▶ [Problem to work on]
Copy these lines word for word, from the line containing "Where can the muscular" up to and including the line containing "(1038, 373)".

[START Data excerpts]

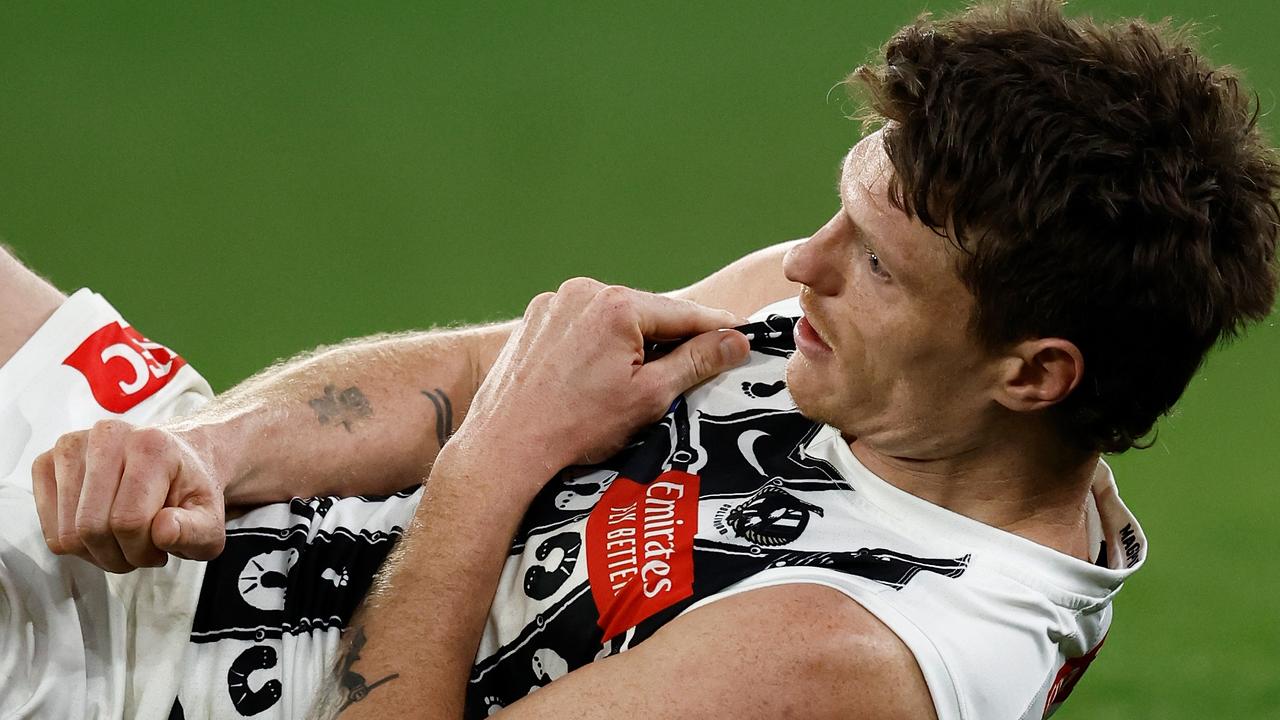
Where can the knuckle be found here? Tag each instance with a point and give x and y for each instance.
(579, 286)
(147, 442)
(700, 364)
(108, 427)
(69, 446)
(127, 523)
(42, 466)
(539, 301)
(69, 542)
(91, 529)
(615, 302)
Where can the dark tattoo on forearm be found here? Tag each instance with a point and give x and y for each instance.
(351, 686)
(341, 408)
(443, 414)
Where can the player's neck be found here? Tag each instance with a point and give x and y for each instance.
(1031, 486)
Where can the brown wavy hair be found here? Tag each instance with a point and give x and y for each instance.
(1105, 185)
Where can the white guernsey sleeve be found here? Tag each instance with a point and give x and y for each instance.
(78, 642)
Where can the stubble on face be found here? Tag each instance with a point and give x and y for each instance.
(900, 346)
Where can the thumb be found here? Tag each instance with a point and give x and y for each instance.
(700, 359)
(191, 532)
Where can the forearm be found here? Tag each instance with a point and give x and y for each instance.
(410, 648)
(368, 417)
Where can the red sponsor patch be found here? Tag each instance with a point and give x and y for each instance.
(640, 548)
(1068, 675)
(122, 367)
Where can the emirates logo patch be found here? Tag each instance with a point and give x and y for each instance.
(640, 548)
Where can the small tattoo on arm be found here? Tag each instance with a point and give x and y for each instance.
(353, 687)
(443, 414)
(341, 408)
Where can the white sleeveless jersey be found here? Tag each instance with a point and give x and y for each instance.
(731, 491)
(74, 641)
(734, 490)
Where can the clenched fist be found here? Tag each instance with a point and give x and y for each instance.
(126, 497)
(574, 382)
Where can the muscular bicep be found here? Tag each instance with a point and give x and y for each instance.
(745, 285)
(786, 651)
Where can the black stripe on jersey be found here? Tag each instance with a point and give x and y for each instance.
(264, 584)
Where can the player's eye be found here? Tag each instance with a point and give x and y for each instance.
(874, 264)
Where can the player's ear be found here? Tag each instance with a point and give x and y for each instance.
(1038, 373)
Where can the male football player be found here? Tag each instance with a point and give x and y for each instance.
(891, 506)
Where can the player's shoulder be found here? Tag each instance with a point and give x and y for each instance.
(782, 651)
(748, 283)
(827, 655)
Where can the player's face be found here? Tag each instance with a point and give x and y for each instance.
(883, 350)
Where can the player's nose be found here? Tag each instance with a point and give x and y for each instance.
(816, 261)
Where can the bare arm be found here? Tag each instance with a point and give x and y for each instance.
(369, 417)
(366, 417)
(362, 418)
(777, 652)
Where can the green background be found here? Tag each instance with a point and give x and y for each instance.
(246, 181)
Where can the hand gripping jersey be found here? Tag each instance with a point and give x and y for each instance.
(735, 490)
(74, 641)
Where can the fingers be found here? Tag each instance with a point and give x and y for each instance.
(149, 470)
(103, 464)
(101, 493)
(195, 531)
(659, 317)
(69, 473)
(44, 487)
(693, 361)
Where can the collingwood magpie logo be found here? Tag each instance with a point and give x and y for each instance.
(771, 518)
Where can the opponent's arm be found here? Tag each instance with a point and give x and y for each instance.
(366, 417)
(362, 418)
(796, 651)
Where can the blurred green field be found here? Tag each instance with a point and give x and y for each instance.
(246, 181)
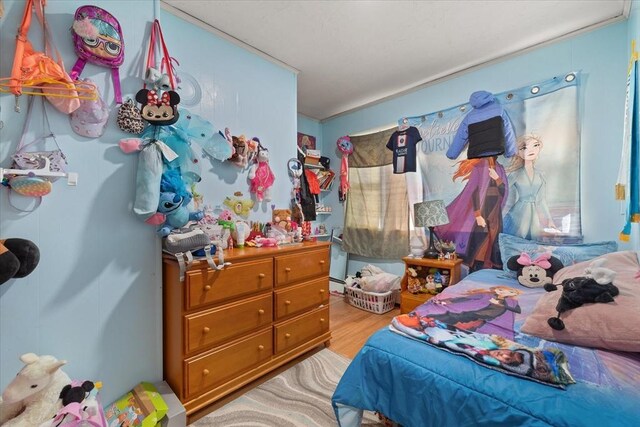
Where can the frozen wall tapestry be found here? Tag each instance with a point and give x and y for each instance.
(530, 190)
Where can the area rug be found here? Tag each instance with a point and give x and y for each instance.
(300, 396)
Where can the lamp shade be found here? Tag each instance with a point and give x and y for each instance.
(430, 213)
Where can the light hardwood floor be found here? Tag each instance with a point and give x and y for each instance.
(351, 326)
(350, 329)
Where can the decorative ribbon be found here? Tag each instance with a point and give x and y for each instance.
(541, 261)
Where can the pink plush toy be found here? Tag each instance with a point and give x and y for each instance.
(261, 176)
(266, 242)
(345, 147)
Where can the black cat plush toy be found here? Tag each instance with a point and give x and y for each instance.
(534, 273)
(159, 110)
(596, 286)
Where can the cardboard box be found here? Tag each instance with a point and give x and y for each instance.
(143, 406)
(176, 414)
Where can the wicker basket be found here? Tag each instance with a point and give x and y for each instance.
(371, 301)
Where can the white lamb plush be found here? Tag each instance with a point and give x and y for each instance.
(33, 396)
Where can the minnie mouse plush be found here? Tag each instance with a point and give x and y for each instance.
(158, 110)
(534, 273)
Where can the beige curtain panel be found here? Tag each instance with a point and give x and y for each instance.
(377, 211)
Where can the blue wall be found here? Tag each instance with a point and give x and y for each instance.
(600, 54)
(311, 127)
(634, 23)
(95, 299)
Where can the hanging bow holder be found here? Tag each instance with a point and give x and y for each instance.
(38, 73)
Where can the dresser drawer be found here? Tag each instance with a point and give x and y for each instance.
(305, 265)
(299, 298)
(220, 366)
(297, 331)
(209, 286)
(226, 322)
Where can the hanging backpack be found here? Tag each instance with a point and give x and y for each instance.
(97, 38)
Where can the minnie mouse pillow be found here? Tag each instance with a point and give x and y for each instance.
(534, 273)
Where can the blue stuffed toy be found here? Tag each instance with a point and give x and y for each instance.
(174, 198)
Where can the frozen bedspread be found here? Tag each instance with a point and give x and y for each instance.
(417, 384)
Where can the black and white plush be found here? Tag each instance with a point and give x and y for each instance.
(534, 273)
(596, 286)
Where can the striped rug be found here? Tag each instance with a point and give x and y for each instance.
(300, 396)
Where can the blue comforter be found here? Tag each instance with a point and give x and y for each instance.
(416, 384)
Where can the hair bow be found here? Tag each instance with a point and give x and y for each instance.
(541, 261)
(152, 98)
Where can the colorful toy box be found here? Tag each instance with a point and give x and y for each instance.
(143, 406)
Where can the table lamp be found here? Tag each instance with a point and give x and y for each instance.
(430, 214)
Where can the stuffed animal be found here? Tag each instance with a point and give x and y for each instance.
(413, 282)
(81, 406)
(261, 176)
(282, 218)
(596, 286)
(32, 397)
(175, 212)
(238, 204)
(172, 209)
(240, 156)
(345, 147)
(18, 258)
(77, 393)
(537, 272)
(158, 110)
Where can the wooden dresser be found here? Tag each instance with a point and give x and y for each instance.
(224, 329)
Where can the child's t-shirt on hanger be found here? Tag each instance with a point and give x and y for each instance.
(403, 144)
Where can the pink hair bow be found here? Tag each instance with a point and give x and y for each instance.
(152, 97)
(542, 261)
(165, 99)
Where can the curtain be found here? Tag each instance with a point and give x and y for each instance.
(543, 206)
(377, 210)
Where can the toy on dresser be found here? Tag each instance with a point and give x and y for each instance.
(32, 397)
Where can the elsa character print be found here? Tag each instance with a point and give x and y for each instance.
(527, 210)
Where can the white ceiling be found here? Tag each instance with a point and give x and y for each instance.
(352, 53)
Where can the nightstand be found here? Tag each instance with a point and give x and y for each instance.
(409, 301)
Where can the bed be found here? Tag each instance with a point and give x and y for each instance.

[END Data excerpts]

▶ [Solved problem]
Where can the muscular bicep be found here? Tag each instance with a point and give x and y for each instance.
(745, 285)
(786, 651)
Where can the black stripe on jersey be found here? Tag each instance with a point and give x and y for each instance.
(264, 584)
Where can the player's eye be found here? Tag each instance with a point and give x and y for each instance.
(874, 264)
Where can the player's ear be found here? Tag each instance with a point and give x and y for each instance.
(1038, 373)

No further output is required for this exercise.